**What you should do**. Go through the entries below and pick out every line with "shorts".

**Data excerpts**.
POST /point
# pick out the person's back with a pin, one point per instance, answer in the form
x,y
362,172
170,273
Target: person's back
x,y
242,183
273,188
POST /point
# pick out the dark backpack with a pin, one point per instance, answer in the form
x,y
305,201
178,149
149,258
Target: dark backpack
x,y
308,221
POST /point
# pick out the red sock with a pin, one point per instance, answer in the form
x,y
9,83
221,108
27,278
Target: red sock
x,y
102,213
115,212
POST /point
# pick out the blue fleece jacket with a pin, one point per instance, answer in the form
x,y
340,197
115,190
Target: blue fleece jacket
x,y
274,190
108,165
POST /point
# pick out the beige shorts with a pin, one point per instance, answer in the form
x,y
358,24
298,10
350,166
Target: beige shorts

**Response below**.
# pick out the beige shorts with a pin, one point per instance, answer in the form
Target: beige shorts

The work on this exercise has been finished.